Source document ::
[BEGIN]

Monetization with Azure API Management
APPLIES TO: All API Management tiers
Modern web APIs underpin the digital economy. They provide a company's intellectual property (IP) to third parties and generate revenue by:
- Packaging IP in the form of data, algorithms, or processes.
- Allowing other parties to discover and consume useful IP in a consistent, frictionless manner.
- Offering a mechanism for direct or indirect payment for this usage.
A common theme across API success stories is a healthy business model. Value is created and exchanged between all parties, in a sustainable way.
Start-ups, established organizations, and everything in-between typically seek to digitally transform starting with the business model. APIs allow the business model to be realized, enabling an easier and more cost-efficient way for marketing, adopting, consuming, and scaling the underlying IP.
Organizations publishing their first API face a complex set of decisions. While the Azure API Management platform de-escalates risk and accelerates key elements, organizations still need to configure and build their API around their unique technical and business model.

[END]

Recorded data ::
[BEGIN]

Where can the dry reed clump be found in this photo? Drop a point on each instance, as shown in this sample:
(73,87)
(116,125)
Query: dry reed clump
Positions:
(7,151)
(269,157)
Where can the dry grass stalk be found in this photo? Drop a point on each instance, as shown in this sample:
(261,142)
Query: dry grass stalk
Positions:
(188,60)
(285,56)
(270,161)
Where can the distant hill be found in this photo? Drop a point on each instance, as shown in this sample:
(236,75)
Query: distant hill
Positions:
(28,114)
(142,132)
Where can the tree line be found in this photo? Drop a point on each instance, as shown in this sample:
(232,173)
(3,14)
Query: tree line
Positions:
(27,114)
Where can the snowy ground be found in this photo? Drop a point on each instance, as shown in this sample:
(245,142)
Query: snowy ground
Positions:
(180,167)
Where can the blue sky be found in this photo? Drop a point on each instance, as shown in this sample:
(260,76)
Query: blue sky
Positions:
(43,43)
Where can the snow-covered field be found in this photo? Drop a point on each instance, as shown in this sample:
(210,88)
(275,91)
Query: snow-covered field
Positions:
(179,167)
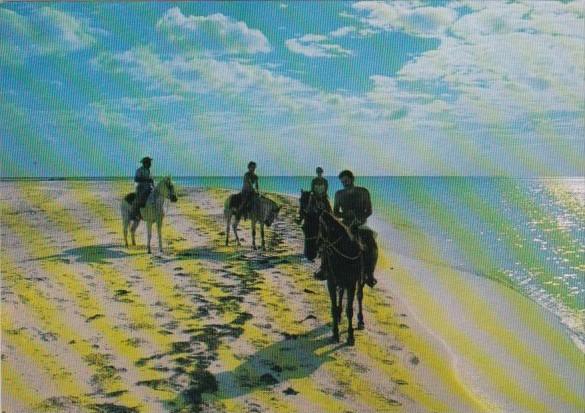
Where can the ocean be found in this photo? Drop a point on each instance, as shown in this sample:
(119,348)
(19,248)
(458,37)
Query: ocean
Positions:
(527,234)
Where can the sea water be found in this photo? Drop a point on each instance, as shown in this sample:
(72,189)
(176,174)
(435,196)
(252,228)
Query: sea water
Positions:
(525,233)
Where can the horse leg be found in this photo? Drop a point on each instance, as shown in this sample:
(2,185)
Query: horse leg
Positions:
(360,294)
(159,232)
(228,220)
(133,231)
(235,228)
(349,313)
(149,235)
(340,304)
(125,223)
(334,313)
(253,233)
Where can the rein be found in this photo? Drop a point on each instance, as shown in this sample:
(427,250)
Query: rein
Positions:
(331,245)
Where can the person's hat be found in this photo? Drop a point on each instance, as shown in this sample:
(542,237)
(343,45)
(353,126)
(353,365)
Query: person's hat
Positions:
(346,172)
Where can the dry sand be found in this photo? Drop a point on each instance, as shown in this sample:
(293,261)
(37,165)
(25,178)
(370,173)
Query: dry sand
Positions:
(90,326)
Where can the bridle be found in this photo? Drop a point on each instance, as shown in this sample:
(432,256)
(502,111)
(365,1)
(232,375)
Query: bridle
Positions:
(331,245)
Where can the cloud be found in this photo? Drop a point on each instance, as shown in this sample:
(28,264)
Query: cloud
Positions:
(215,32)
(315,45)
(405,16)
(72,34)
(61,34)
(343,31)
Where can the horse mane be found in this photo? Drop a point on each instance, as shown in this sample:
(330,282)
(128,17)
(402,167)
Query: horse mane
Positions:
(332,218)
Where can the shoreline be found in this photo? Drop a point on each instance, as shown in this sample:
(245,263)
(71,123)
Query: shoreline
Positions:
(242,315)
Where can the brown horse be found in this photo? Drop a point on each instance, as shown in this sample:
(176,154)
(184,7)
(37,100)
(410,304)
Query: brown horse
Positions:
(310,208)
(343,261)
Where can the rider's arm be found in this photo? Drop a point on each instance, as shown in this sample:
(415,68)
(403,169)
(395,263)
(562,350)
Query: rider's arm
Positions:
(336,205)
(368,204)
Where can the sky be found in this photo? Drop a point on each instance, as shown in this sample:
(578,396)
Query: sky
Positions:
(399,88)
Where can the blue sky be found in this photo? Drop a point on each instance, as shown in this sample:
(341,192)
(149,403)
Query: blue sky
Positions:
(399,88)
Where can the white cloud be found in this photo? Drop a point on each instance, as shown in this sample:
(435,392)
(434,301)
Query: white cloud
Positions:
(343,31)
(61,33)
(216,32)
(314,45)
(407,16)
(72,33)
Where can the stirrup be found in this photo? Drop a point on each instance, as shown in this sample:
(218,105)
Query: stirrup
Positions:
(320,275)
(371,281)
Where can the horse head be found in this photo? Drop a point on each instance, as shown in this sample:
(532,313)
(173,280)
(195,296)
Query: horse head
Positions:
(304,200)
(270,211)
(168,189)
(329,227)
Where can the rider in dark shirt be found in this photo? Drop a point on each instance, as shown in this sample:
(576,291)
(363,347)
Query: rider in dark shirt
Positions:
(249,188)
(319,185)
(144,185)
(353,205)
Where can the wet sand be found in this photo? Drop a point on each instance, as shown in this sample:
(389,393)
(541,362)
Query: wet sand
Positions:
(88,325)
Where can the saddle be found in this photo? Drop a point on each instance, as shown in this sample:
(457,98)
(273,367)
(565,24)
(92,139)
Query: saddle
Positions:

[END]
[BEGIN]

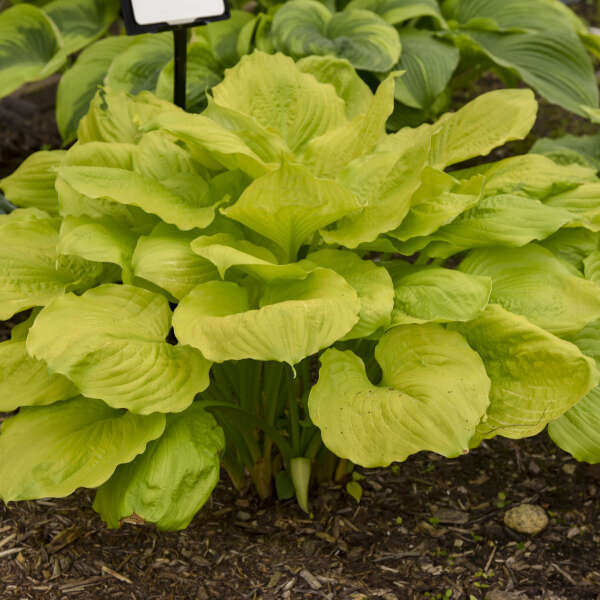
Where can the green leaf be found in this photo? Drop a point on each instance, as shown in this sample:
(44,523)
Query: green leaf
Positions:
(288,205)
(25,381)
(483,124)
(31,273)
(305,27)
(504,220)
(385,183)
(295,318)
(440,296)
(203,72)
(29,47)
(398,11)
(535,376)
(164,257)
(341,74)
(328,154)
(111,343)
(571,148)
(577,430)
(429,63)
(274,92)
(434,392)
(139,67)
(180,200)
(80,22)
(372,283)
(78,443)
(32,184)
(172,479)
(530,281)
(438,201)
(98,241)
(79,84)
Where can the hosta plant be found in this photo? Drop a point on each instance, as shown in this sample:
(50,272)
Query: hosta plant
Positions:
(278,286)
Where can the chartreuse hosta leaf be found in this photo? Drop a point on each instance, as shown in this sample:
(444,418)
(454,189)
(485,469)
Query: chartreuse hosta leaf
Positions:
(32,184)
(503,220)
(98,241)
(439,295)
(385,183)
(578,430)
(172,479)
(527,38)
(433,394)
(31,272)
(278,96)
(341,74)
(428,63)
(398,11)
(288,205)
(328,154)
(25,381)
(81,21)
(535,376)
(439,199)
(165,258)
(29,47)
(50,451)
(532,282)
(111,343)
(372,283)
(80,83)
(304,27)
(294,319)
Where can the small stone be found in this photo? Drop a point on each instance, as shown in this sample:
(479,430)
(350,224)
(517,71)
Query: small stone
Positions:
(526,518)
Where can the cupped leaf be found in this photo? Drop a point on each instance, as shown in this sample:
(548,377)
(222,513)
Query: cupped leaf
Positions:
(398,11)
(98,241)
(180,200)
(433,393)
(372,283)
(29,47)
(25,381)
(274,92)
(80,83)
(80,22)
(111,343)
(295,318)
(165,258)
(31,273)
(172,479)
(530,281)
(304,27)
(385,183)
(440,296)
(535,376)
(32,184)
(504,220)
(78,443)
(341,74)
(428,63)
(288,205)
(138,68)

[END]

Objective A ::
From the Azure API Management monetization text, extract everything from "- Allowing other" down to "and business model.", word for word.
Objective B ::
List the activities that the Azure API Management monetization text says APIs make easier and more cost-efficient for the underlying IP.
The records are separate material, apart from the text on monetization with Azure API Management.

Task solution A ::
- Allowing other parties to discover and consume useful IP in a consistent, frictionless manner.
- Offering a mechanism for direct or indirect payment for this usage.
A common theme across API success stories is a healthy business model. Value is created and exchanged between all parties, in a sustainable way.
Start-ups, established organizations, and everything in-between typically seek to digitally transform starting with the business model. APIs allow the business model to be realized, enabling an easier and more cost-efficient way for marketing, adopting, consuming, and scaling the underlying IP.
Organizations publishing their first API face a complex set of decisions. While the Azure API Management platform de-escalates risk and accelerates key elements, organizations still need to configure and build their API around their unique technical and business model.

Task solution B ::
- Marketing
- Adopting
- Consuming
- Scaling